Required task: Print each of the entries exactly, leaving nothing out.

[Stored data]
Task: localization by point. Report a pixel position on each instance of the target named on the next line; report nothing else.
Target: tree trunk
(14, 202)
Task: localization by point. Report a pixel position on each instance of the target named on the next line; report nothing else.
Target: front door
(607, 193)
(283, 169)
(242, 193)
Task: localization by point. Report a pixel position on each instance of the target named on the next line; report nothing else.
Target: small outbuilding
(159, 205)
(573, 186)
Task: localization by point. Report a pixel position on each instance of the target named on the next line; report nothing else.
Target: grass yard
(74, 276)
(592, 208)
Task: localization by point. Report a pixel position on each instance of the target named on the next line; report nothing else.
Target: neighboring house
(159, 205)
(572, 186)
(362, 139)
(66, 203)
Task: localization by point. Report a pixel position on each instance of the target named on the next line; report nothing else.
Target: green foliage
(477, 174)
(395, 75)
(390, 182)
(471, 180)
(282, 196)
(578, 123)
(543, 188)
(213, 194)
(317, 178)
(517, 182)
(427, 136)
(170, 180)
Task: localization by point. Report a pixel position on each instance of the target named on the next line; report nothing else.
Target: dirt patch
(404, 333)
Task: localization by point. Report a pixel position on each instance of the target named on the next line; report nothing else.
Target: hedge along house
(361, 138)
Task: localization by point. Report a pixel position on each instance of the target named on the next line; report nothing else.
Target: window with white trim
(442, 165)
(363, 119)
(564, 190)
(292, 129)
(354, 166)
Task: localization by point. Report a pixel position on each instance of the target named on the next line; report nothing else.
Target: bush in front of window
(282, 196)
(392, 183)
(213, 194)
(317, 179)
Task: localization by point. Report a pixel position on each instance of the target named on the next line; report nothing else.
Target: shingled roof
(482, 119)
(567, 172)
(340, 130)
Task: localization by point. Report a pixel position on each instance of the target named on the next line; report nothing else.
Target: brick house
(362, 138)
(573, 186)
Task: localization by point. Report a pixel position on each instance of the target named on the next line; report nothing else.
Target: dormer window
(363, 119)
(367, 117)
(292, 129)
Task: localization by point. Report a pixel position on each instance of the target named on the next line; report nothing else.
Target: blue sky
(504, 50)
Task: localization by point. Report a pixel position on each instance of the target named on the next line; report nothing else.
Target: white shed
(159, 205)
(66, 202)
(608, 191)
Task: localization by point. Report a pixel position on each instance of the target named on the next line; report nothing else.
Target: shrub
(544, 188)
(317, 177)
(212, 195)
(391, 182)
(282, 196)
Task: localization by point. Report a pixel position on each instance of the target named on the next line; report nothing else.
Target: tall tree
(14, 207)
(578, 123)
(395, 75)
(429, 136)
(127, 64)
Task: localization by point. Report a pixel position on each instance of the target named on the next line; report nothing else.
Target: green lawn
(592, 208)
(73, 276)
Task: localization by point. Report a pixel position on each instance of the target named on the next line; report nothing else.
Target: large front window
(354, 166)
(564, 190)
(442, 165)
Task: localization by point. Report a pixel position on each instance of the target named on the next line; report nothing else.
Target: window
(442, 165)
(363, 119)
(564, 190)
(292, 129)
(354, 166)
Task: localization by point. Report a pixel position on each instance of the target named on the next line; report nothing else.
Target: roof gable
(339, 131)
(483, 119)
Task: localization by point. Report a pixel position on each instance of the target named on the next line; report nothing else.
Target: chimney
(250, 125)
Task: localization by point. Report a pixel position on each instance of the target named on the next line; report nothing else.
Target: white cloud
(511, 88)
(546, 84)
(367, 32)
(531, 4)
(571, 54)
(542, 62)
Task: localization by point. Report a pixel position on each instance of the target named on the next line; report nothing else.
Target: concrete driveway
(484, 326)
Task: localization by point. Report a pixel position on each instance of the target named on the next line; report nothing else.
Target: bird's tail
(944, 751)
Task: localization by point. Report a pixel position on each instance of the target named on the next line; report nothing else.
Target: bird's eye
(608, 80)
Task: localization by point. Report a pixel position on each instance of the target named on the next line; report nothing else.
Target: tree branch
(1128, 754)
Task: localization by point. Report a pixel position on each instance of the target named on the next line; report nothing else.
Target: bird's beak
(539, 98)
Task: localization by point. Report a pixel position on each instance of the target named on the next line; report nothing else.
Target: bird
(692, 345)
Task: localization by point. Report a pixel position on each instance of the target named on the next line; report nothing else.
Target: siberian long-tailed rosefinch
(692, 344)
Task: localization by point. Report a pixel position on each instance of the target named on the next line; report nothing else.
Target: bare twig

Solution:
Task: localization by point. Report a pixel position on each instance of the target named on the next line; report nothing else.
Target: tree trunk
(14, 202)
Task: localization by point. Report a pixel position on each instance of the target named on the next line; report nothing else.
Target: front door
(607, 193)
(283, 169)
(242, 193)
Task: localization by point. Report a pixel position on each instance of the target named on the next line; report nothing else.
Target: small outbuilding
(159, 205)
(573, 186)
Task: localization by point. Report a pixel position on each instance of the target named on the next line; report nothing else.
Target: grass yard
(74, 276)
(592, 208)
Task: localization by point. Report a pixel position on each instance of the target named on the next line; report nothing else.
Target: neighboring house
(159, 205)
(572, 186)
(362, 139)
(66, 203)
Task: localization by point. Report a pixel position on each instance of the target named on the next line; report nothing else.
Target: green foliage
(477, 174)
(395, 75)
(390, 182)
(471, 180)
(282, 196)
(578, 123)
(543, 188)
(213, 194)
(317, 178)
(517, 182)
(427, 136)
(170, 180)
Task: localization by point. Report a pixel position on each instance of the target named on the next line; report nothing else.
Target: dirt patch
(404, 333)
Task: localization by point. Report a pixel position on each instance of the target named on the next line; report nothing else.
Target: hedge along house
(361, 138)
Task: localization by point. Report a pixel position on each instance of the target named on the next line; report nothing else.
Target: window with white trim
(442, 165)
(363, 119)
(564, 190)
(292, 129)
(354, 166)
Task: localization by point. Report a pixel position on each instance of the target named on the next line; report nothing else.
Target: bush in front of window
(282, 196)
(392, 183)
(213, 194)
(317, 179)
Task: localization by point. Report a pixel position on each instance of the target named on the next line; report nothing else.
Target: shingled roof
(482, 119)
(567, 172)
(340, 130)
Task: localization by point. Report a pixel position on each instance of the target named on the next line; report nothing else.
Target: brick house
(362, 138)
(573, 186)
Task: localization by point. Report a pixel position on each instance of the target named on the next line; report nothing else.
Target: dormer window
(363, 119)
(367, 117)
(292, 129)
Task: localization by point. Report a pixel position on each instance of the target named on the next line; report nothing else.
Target: blue sky
(504, 50)
Task: localization by point. Report a pixel position on each instance of the target named on the next line; report nothing else.
Target: white shed
(159, 205)
(66, 202)
(608, 191)
Task: localization by point. Report a pixel position on each instance of the target named on the next line; report nothing else.
Target: shrub
(544, 188)
(317, 177)
(212, 195)
(391, 182)
(282, 196)
Task: localization by point. Report a pixel position on each instance of the target named on the next line; report nothing else.
Target: tall tree
(14, 207)
(578, 123)
(395, 75)
(429, 136)
(127, 64)
Task: localization by point. Report a pixel position on each instance of the target named on the next line; report nothing else.
Target: green lawn
(592, 208)
(73, 276)
Task: localization by point. Report a pixel position on each instance of the target named on the next line; report nothing else.
Target: large front window
(354, 166)
(564, 190)
(442, 165)
Task: localization by point. Report a pixel position on each instance of the target named on the next line; report nothing else.
Target: window
(442, 165)
(363, 119)
(564, 190)
(292, 129)
(354, 166)
Task: localization by point. Report a pixel position on each instance of the target named on the next line; report nothing else.
Target: roof gable
(339, 131)
(483, 119)
Task: localization by point. Report a pixel position on each instance of the target named on the next line; report nothing else.
Target: chimney
(250, 125)
Task: localization by point. Report a pixel position on each instance of the target named on the next line; report nothing else.
Target: white cloud
(511, 88)
(546, 84)
(367, 32)
(531, 4)
(571, 54)
(542, 62)
Task: localization by point. Report a pixel position on each instance of the target named on the next line; report nothing else.
Target: concrete driveway
(484, 326)
Task: localization by point. Report a pixel position on each instance of the target named on the next line; report nothing else.
Target: bird's tail
(944, 751)
Task: localization by point. Report a pixel position on each instance of the target named on the next line; report nothing else.
Target: bird's eye
(608, 80)
Task: localization by point. Report a pixel position on each instance of the target named on the next line; report nothing else.
Target: tree branch
(1128, 754)
Task: localization by point. Report a pixel position on each instance of the target named on the next line; report nothing else.
Target: bird's beak
(539, 98)
Task: localization by point. Report a pixel position on each instance of the target named on the next line; report nothing else.
Target: bird
(692, 345)
Task: localization by point. Report a pixel position on each instance of the target named on the next line; report nothing else.
Target: siberian long-tailed rosefinch
(692, 344)
Task: localization by point. Report a pixel position on each instance of the target named on the next line; report nothing else.
Target: bare twig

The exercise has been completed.